- Stated problem A
Rewrite the Haida Gwaii text from "The clamshell story" to "Grounds. Unsubscribe anytime.", putting "convinced" in place of "persuaded".
- Stated problem B
Carry on the Haida Gwaii text from the point where it stops.
==== Selection
Haida Gwaii — Raven and the First MenCanadian Indigenous Mythology
“The archipelago where Raven found the first humans hiding in a clamshell — the Haida creation story”
Images via Wikimedia Commons
The Myth
In the Haida creation narrative, Raven — the supreme trickster and transformer — was walking along the beach at Rose Spit on the northeastern tip of Haida Gwaii when he heard strange sounds coming from a clamshell half-buried in the sand. Peering inside, he saw tiny creatures cowering in the darkness. These were the first humans. Raven coaxed and cajoled them out of the shell with his sharp tongue, and they emerged blinking into the light of the world. This is how people came to be.
Raven is not a simple creator in Haida tradition. He is a glutton, a thief, a liar, and also the being who stole the sun from an old chief who kept it locked in a box and released it into the sky. He brought light to the world through trickery, not benevolence. The Haida universe is shaped by his appetites and cunning as much as by any cosmic plan. He is both sacred and ridiculous — a paradox that Haida artists have explored for millennia in cedar carvings, argillite sculptures, and painted house screens.
The clamshell story is also a story about vulnerability. The first humans were small, frightened, and hiding. They needed to be persuaded to enter the world. Creation in Haida thought is not a thunderclap but a conversation — a trickster talking tiny beings into taking a risk.
Want more like this?
Get one sacred site deep-dive every week — myth, history, and travel tips.
By subscribing, you agree to receive occasional emails from Mythic Grounds. Unsubscribe anytime.
Themes
The Place
Haida Gwaii (formerly the Queen Charlotte Islands) is an archipelago of over 150 islands off the northern coast of British Columbia, separated from the mainland by the Hecate Strait. The islands are blanketed in temperate rainforest — massive Sitka spruce, western red cedar, and hemlock — and surrounded by some of the richest marine ecosystems on the Pacific coast. Rose Spit, the traditional site of the clamshell emergence, is a long sand spit at the northeastern tip of Graham Island where the Hecate Strait meets Dixon Entrance.
SGang Gwaay (Ninstints), a former Haida village on Anthony Island in the southern archipelago, is a UNESCO World Heritage Site preserving some of the finest remaining examples of Haida monumental totem poles and longhouse ruins. The Haida Heritage Foundation and the Gwaii Haanas National Park Reserve protect much of the southern islands as a co-managed land and marine conservation area.
========
==== Information provided
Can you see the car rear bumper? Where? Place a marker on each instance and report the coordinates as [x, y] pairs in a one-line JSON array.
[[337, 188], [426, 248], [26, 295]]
========
- Final result A
The clamshell story is also a story about vulnerability. The first humans were small, frightened, and hiding. They needed to be convinced to enter the world. Creation in Haida thought is not a thunderclap but a conversation — a trickster talking tiny beings into taking a risk.
Want more like this?
Get one sacred site deep-dive every week — myth, history, and travel tips.
By subscribing, you agree to receive occasional emails from Mythic Grounds. Unsubscribe anytime.

- Final result B
The History
The Haida have inhabited Haida Gwaii for at least 13,000 years, making them among the longest-continuous inhabitants of any coastal region in the Americas. Archaeological sites on the archipelago include some of the earliest evidence of maritime adaptation on the Northwest Coast. The Haida were master navigators and traders, raiding and trading as far south as Puget Sound in their massive ocean-going canoes.
The Raven and the First Men story was immortalized in a monumental yellow cedar sculpture by Haida artist Bill Reid, completed in 1980 and now housed in the Museum of Anthropology at the University of British Columbia. Reid drew on accounts recorded by John R. Swanton, who lived among the Haida in 1900-1901 and published 'Haida Texts and Myths' (1905) and 'Contributions to the Ethnology of the Haida' (1905) through the Bureau of American Ethnology. These texts remain foundational primary sources for Haida oral literature, though contemporary Haida scholars emphasize that the living oral tradition cannot be reduced to any written text.
Frequently Asked
The remote archipelago off British Columbia where Raven found the first humans hiding in a clamshell — the Haida creation story preserved in living tradition and Bill Reid's iconic sculpture.
Sources
Swanton, John R.. Haida Texts and Myths, Bureau of American Ethnology Bulletin 29 (1905). Government Printing Office. Primary ethnographic source for Haida oral literature, collected 1900-1901
Tier 1Reid, Bill and Robert Bringhurst. The Raven Steals the Light (1984). Douglas & McIntyre. Haida artist Bill Reid's retellings of Raven stories; context for the sculpture 'The Raven and the First Men'
Tier 2Mythic Grounds acknowledges that many sites documented here are sacred to Indigenous peoples and living cultural communities. We strive to present information respectfully, drawing only from published and authorized sources. If you are a member of a community represented on this site and believe any content is inaccurate or culturally inappropriate, please contact us.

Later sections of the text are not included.